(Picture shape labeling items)
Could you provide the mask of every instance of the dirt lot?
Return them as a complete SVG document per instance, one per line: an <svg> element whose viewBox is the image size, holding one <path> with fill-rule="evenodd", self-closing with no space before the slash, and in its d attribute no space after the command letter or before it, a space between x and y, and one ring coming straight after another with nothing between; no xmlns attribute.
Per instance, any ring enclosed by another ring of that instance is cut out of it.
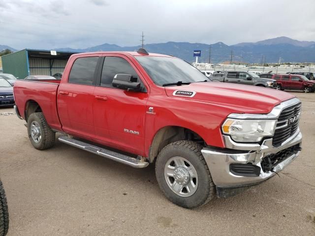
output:
<svg viewBox="0 0 315 236"><path fill-rule="evenodd" d="M8 235L315 235L315 93L294 93L303 101L300 156L280 177L195 210L166 199L154 168L134 169L59 142L36 150L23 121L0 115Z"/></svg>

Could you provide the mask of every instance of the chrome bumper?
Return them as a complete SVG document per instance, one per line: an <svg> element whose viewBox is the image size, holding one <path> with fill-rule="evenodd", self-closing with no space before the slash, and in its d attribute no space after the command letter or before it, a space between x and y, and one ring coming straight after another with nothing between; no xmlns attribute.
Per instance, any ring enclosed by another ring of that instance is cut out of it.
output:
<svg viewBox="0 0 315 236"><path fill-rule="evenodd" d="M254 185L273 177L276 175L274 172L282 171L294 160L299 155L300 151L293 154L274 167L273 170L274 172L264 172L260 169L260 175L257 177L236 176L230 171L230 165L251 163L261 168L260 163L264 157L299 144L300 146L302 134L298 129L293 135L278 148L273 147L272 139L265 140L261 145L249 144L245 146L244 144L237 144L229 140L227 136L224 137L224 141L228 145L227 148L243 150L244 152L239 150L233 151L231 149L222 151L203 148L201 150L217 189L218 187L224 188Z"/></svg>
<svg viewBox="0 0 315 236"><path fill-rule="evenodd" d="M14 109L14 112L16 114L16 116L18 117L18 118L19 119L23 119L23 118L22 118L22 117L20 115L20 113L19 112L19 109L18 109L18 107L16 106L16 105L15 105L13 106L13 109Z"/></svg>

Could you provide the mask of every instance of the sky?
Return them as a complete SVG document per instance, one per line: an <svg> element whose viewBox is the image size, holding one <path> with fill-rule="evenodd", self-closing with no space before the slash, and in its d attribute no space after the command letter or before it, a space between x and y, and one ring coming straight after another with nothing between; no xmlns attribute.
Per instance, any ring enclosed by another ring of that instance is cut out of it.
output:
<svg viewBox="0 0 315 236"><path fill-rule="evenodd" d="M16 49L315 41L315 0L0 0L0 45Z"/></svg>

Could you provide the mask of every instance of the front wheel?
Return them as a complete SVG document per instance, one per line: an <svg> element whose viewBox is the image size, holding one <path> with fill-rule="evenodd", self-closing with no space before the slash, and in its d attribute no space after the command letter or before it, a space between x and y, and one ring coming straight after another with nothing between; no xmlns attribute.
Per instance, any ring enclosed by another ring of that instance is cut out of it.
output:
<svg viewBox="0 0 315 236"><path fill-rule="evenodd" d="M310 92L311 91L311 89L309 87L304 87L303 88L303 92L305 93L307 93L308 92Z"/></svg>
<svg viewBox="0 0 315 236"><path fill-rule="evenodd" d="M199 144L182 140L172 143L160 152L156 175L165 196L185 208L201 206L215 195L215 185Z"/></svg>
<svg viewBox="0 0 315 236"><path fill-rule="evenodd" d="M9 229L9 211L5 193L0 180L0 236L5 236Z"/></svg>

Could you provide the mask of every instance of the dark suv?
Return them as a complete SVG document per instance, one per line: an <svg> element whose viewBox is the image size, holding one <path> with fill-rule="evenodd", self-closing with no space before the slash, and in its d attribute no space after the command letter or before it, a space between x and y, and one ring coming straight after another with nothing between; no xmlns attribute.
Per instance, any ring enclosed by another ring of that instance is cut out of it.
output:
<svg viewBox="0 0 315 236"><path fill-rule="evenodd" d="M315 81L304 75L284 74L274 75L272 78L277 81L277 89L302 90L304 92L315 90Z"/></svg>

→ **EXERCISE DETAILS**
Write out again every line above exactly as given; the pictures do not belong in the copy.

→ **WRITTEN REPLY**
Could you provide the mask of every instance of the dirt lot?
Return them as a complete SVG document per instance, one per line: an <svg> element whose viewBox is the image size, holding one <path> with fill-rule="evenodd", self-closing with no space before the slash, and in its d attribute no space after the command letter or before it, a space between x and y, and one ring coming straight after another with nothing between; no xmlns attribute.
Per instance, any ring enclosed by another ring of that instance is cut out of it.
output:
<svg viewBox="0 0 315 236"><path fill-rule="evenodd" d="M8 235L315 235L315 93L294 93L303 101L300 156L280 177L195 210L166 199L154 168L134 169L59 142L36 150L23 121L0 115Z"/></svg>

Could you provide the mask of every instance of the chrome bumper?
Return them as a complete SVG document per instance, one per line: an <svg> element whose viewBox is the image size, holding one <path> with fill-rule="evenodd", self-closing with no space before the slash, and in its d attribute no space after the command letter or before it, a space between x and y, and one ring coming straight after another with nothing between; no xmlns attribute.
Per instance, any ring enclosed by another ring of that instance is cut out of it.
output:
<svg viewBox="0 0 315 236"><path fill-rule="evenodd" d="M254 185L273 177L276 175L274 172L282 171L294 160L299 155L300 151L293 154L274 167L273 170L274 172L264 172L260 169L260 175L257 177L236 176L230 171L230 165L251 163L261 168L260 163L264 157L299 144L300 146L302 134L298 129L293 135L278 148L273 147L272 139L265 140L261 145L249 144L245 146L244 144L237 144L229 140L227 136L224 137L224 141L228 145L227 148L243 150L244 152L239 150L233 151L231 149L222 151L203 148L201 150L217 189L218 187L224 188Z"/></svg>
<svg viewBox="0 0 315 236"><path fill-rule="evenodd" d="M14 109L14 112L16 114L16 116L18 117L18 118L19 119L23 119L23 118L22 118L22 117L20 115L20 113L19 112L19 109L18 109L18 107L16 106L16 105L15 105L13 106L13 109Z"/></svg>

Could you provide the mask of every instance of the sky?
Return them as a complete SVG document per instance, one per line: an <svg> element whose viewBox is the image size, holding one <path> with fill-rule="evenodd", self-closing with no space before the slash, and in its d attribute no space after the command letter or before it, a space between x and y, and one ring coming straight after another with nothing between; no xmlns attribute.
Per instance, any ring enclosed by another ring of that instance is cut out of it.
output:
<svg viewBox="0 0 315 236"><path fill-rule="evenodd" d="M16 49L315 41L315 0L0 0L0 45Z"/></svg>

Could you provide the mask of every instance of the front wheel?
Return them as a complete SVG document per instance, one per line: an <svg> element whose viewBox is the image size, holding one <path> with fill-rule="evenodd", self-closing with no space before the slash, and in its d attribute no space after the command letter or before it, a space between x and y, and one ring coming straight after another with nothing between; no xmlns attribute.
Per instance, any ring enclosed by another ring of that instance is cut out of it.
output:
<svg viewBox="0 0 315 236"><path fill-rule="evenodd" d="M310 92L311 91L311 89L309 87L304 87L303 88L303 92L305 93L307 93L308 92Z"/></svg>
<svg viewBox="0 0 315 236"><path fill-rule="evenodd" d="M199 144L182 140L172 143L160 152L156 175L165 196L185 208L201 206L215 195L215 185Z"/></svg>
<svg viewBox="0 0 315 236"><path fill-rule="evenodd" d="M9 229L9 211L5 193L0 180L0 236L5 236Z"/></svg>

Could you provide the mask of every instance of the dark suv?
Return them as a complete SVG document per instance, one per line: an <svg> element whose viewBox is the image size, holding one <path> with fill-rule="evenodd", self-closing with no space before the slash, and in its d attribute no space after the command letter or before it, a space between x and y, and one ring coming straight after another with nothing between; no xmlns attribute.
Per instance, any ring enclosed by another ring of that instance is cut out of it.
output:
<svg viewBox="0 0 315 236"><path fill-rule="evenodd" d="M315 81L304 75L284 74L274 75L272 78L277 81L277 89L302 90L304 92L315 90Z"/></svg>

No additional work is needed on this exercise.